:: AIM ::
In the items below, copy the lines word for word, starting at the line that contains "form: x=199 y=942." and ending at the line that contains "x=758 y=718".

:: GIVEN ENTRIES ::
.....

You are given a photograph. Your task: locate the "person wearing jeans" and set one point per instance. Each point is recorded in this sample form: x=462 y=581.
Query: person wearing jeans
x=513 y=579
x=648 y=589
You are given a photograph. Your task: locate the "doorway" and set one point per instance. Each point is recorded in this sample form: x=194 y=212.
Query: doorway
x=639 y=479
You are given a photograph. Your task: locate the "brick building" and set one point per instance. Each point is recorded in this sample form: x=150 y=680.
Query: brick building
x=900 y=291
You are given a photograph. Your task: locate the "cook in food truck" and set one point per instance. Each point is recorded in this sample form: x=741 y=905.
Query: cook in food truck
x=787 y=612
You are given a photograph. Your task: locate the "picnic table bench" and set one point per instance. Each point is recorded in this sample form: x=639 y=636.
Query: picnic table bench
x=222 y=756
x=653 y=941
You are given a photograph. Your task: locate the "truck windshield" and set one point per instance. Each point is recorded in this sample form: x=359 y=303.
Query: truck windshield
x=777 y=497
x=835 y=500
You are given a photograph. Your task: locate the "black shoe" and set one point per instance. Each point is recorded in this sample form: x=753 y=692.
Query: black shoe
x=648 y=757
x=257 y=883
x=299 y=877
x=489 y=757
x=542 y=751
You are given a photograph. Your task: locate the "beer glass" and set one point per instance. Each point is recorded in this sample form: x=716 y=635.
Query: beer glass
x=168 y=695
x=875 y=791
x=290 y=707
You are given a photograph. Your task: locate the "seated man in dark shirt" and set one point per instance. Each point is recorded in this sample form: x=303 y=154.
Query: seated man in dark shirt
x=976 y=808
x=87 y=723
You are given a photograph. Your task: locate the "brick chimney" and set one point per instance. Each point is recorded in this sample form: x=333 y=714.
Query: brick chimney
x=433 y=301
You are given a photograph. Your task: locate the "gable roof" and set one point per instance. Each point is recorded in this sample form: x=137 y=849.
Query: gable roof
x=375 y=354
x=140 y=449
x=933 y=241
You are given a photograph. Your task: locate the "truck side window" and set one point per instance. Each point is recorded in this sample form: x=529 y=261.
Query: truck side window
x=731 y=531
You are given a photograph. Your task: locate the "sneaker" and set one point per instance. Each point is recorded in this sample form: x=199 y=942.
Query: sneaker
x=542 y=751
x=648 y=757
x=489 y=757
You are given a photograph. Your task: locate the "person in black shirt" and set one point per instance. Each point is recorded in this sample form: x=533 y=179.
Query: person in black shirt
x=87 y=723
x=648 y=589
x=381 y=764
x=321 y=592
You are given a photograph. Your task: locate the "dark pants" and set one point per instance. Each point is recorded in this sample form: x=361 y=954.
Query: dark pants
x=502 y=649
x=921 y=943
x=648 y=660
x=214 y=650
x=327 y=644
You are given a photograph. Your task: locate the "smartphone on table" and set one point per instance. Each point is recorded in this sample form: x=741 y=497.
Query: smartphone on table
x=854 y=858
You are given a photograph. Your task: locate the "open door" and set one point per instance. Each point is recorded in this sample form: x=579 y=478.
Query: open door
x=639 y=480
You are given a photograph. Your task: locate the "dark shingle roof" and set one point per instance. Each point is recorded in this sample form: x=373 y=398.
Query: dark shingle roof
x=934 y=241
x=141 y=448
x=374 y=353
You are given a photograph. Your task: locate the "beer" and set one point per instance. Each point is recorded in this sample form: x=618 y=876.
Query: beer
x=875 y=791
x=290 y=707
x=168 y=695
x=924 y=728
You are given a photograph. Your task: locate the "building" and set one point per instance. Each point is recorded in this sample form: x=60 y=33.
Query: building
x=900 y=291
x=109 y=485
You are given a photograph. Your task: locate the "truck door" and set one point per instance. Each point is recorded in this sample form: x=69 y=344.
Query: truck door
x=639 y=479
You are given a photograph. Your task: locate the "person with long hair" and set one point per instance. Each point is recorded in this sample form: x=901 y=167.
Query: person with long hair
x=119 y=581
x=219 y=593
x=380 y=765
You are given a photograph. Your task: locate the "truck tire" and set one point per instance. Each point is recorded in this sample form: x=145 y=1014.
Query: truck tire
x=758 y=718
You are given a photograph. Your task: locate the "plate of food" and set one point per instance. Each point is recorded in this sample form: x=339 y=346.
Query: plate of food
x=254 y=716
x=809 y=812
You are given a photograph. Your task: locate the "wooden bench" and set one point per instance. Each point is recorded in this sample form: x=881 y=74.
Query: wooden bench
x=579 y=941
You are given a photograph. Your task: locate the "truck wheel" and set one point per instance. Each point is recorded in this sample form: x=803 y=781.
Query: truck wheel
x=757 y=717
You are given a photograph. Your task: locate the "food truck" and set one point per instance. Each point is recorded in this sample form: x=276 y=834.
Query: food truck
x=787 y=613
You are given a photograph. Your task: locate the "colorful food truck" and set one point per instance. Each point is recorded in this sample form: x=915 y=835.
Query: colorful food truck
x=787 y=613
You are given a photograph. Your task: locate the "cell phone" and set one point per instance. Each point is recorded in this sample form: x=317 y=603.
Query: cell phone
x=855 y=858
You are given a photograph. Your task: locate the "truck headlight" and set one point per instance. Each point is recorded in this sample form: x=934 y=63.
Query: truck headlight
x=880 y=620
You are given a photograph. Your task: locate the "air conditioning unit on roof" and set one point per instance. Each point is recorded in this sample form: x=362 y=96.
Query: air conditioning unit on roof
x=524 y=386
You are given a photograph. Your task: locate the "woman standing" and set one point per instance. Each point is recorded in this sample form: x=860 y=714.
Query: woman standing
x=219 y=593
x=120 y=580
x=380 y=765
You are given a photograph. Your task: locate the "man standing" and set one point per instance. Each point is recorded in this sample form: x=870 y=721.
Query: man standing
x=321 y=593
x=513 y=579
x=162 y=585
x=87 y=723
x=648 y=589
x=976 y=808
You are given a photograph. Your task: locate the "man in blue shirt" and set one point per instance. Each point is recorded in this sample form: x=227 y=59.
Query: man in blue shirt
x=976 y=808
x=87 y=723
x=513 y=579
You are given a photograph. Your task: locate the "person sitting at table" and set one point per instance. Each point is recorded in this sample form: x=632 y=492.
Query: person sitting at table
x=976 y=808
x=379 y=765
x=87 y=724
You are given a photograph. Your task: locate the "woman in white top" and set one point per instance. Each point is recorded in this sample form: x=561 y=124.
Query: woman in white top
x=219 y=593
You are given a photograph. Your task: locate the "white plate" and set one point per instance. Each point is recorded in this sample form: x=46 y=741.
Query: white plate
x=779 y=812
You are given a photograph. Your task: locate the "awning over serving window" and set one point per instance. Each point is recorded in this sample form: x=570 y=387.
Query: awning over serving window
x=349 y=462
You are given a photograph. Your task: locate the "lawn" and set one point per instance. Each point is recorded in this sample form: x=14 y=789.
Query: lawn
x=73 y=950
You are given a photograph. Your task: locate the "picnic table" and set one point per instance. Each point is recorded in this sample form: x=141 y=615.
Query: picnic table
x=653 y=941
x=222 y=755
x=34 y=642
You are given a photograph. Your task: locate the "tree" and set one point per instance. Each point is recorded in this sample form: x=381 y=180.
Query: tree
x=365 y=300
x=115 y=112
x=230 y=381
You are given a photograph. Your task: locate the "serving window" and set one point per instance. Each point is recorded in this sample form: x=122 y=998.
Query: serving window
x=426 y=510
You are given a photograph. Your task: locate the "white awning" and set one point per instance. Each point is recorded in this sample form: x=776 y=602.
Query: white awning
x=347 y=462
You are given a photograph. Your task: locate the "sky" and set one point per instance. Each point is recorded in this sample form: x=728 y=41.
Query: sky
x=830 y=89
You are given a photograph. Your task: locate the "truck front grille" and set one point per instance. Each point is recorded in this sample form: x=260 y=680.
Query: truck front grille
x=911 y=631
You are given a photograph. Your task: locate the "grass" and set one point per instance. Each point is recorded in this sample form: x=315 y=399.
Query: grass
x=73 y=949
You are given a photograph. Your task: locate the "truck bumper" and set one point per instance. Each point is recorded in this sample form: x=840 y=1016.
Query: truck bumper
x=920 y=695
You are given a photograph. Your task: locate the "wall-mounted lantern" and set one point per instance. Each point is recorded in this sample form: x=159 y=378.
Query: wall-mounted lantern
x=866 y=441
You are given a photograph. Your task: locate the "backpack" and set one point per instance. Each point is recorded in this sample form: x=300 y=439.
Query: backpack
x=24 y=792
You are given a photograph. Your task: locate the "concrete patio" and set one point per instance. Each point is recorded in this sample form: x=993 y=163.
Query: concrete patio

.....

:: RESULT FOR THIS TASK ::
You are given a photograph. Your task: locate the "sneaker" and set one point per instance. Each point is recorded in this sample form: x=199 y=942.
Query: sneaker
x=542 y=751
x=648 y=757
x=489 y=757
You are given a photograph. Your task: locate the "person in black shirt" and set one point per instance. Each point is recorded in this sample form: x=533 y=179.
Query: person in black shirt
x=87 y=723
x=648 y=589
x=381 y=764
x=321 y=592
You are given a photograph. Your task: locate the "dark pants" and set one point per instance. Each point is recorded in this sample form: x=361 y=954.
Query: dark pants
x=502 y=649
x=921 y=943
x=648 y=660
x=214 y=650
x=327 y=644
You are given a photograph. Your task: locate the "smartphone on table" and set one point per instance. Each point is recorded in this sample form: x=741 y=497.
Query: smartphone on table
x=854 y=858
You are given a photograph. Your task: locate the "open door" and set one point per instance. Each point is recorded in this sample form: x=579 y=478.
Query: open door
x=639 y=480
You are given a photograph. Your task: locate the "dark shingle roof" and set one point per instance. Each point is recorded in this sample form: x=373 y=398.
Query: dark shingle roof
x=934 y=241
x=141 y=448
x=374 y=353
You are given a photograph. Your task: locate the "beer" and set one point per instance. Each point is recorded in this sample form: x=618 y=876.
Query: beer
x=875 y=791
x=290 y=707
x=168 y=695
x=924 y=728
You are given a photograph. Your task: locate the "building" and set one point per instance. Each point is recorded in this sample form: x=60 y=33.
Query: building
x=900 y=291
x=109 y=485
You are given a photograph. Your task: locate the "truck door" and set one point per instance. Each point is recorded in this sample form: x=69 y=344.
Query: truck door
x=639 y=479
You are given a photograph. Your task: locate the "person with long hair" and set one point per instance. Each point is recorded in this sample form: x=901 y=167.
Query: person with long hair
x=119 y=581
x=219 y=593
x=380 y=765
You are given a photograph. Your task: locate the "truck tire" and set one point per instance. Each point is recorded in this sample form: x=145 y=1014.
Query: truck tire
x=758 y=718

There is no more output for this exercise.